A FAZENDA GOIANA: MATRIZ ESPACIAL DO TERRITÓRIO E DO MUNDO SERTANEJO EM GOIÁS - Júlio César Pereira Borges

10/12/2011 12:00

      

Pensar a fazenda goiana, no âmbito da Geografia, não é simplesmente buscar nas redes da história contos saudosos sobre um tempo que passou, assim como não é valorizar o tempo lento em detrimento da velocidade urbana. Tampouco é cultuar representações empalhadas e envernizadas que empregam uma estética do que foi e no que nada de fato representa a essência.

É possível compreender, então, por fazenda goiana, a organização espacial que particulariza a estrutura socioeconômica de Goiás entre o final do século XVIII e início do XX, num ordenamento estrutural marcado pela auto-sustentabilidade e diversidade produtiva, pelo patriarcalismo, pelo tempo lento, pela troca simples, pelo coronelismo, pelo cristianismo, pelo latifúndio, pela subordinação dos núcleos urbanos ao rural, dentre outros.

A fazenda goiana é o lugar da seriema, do inhambu, do catingueiro, da jaracuçu, da pomba do bando e do sucuri. É, também, lugar da enxada, do monjolo, do carro de boi, do paiol, do pomar, do cutelo, da varanda, das estradinhas, das aguadas, da venda da roça, do pote cheio, da tuia, do compadre, da comadre, da moita, da cachaça, dos trieiros, dos queijos e lingüiças pendurados sobre a trempe, das folias de reis com as suas pousadas e o frango com macarrão, amarelinho de açafrão, do pilãozinho de socar o tempero, das caçarolas de ferro, da caçada, da pesca, do fogão de lenha sempre aceso na tepidez das casas aconchegantes, etc.

*Dados de entrada*
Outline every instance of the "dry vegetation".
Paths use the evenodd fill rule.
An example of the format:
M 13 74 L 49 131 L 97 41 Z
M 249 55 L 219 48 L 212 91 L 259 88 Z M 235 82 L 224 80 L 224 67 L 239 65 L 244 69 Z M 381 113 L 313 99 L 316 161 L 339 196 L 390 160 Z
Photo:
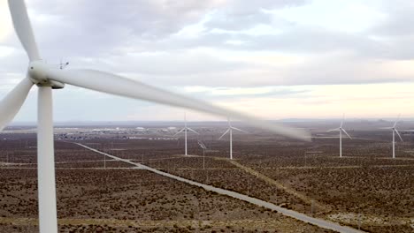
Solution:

*Lista de tarefas*
a - Atualize todos os registros, substituindo "evenodd" por "nonzero" e mantendo todo o resto inalterado. Deixe as imagens fora da resposta.
b - Dê prosseguimento ao texto sobre a fazenda goiana a partir do ponto em que ele termina.
O texto sobre a fazenda goiana e os registros são materiais independentes entre si.

*Conjunto de respostas*
a -
Outline every instance of the "dry vegetation".
Paths use the nonzero fill rule.
An example of the format:
M 13 74 L 49 131 L 97 41 Z
M 249 55 L 219 48 L 212 91 L 259 88 Z M 235 82 L 224 80 L 224 67 L 239 65 L 244 69 Z M 381 113 L 313 99 L 316 161 L 339 196 L 390 160 Z
Photo:
Solution:

b -
É também lugar do coronel, do Pai João, da Sianinha, do amansador de burro, do covarde, do mentiroso, do violeiro, do castrador de cavalo, da mula marchadora, da agricultura diversificada, do capador de porco, do meeiro, do camarada, da pecuária e tantos outros elementos que em funcionando, formaram uma estrutura produtiva que durante dois séculos comandou a organização espacial de Goiás, tempo suficiente para se enraizar e a nosso ver, se tornar base, matriz espacial de um território e de um povo.

Essa condição revela uma complexidade que corrobora as teses de Estevam (2008) que afirma que a pecuária é a essência da civilização caipira e do mundo sertanejo, e Teixeira Neto (2008, p. 03): “por aqui a roça e o boi são mais que símbolos emblemáticos, porque, mais que em outras regiões do Brasil, foi no campo que as coisas funcionaram”.

Concordamos que a agricultura e a pecuária, sem dúvida, era a atividade que ligava Goiás ao sudeste do país. Ela interligava os lugares do sertão brasileiro, por intermédio das andanças das tropas e boiadas e desempenharam um grande peso na identidade goiana. No entanto, havia toda uma estruturação interna e fixa, a qual estas atividades eram inseridas. Estamos afirmando que a roça e a pecuária é parte da estrutura “fazenda goiana” e não o contrario.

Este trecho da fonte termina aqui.